Copy every line of the material below exactly.
##### EXERCISE DATA
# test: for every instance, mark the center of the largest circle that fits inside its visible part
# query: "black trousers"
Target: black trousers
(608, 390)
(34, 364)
##########
ANSWER FOR THE TASK:
# test: for every instance, mark the center of the largest circle that fits inside its visible part
# query: "black trousers"
Target: black trousers
(608, 390)
(34, 364)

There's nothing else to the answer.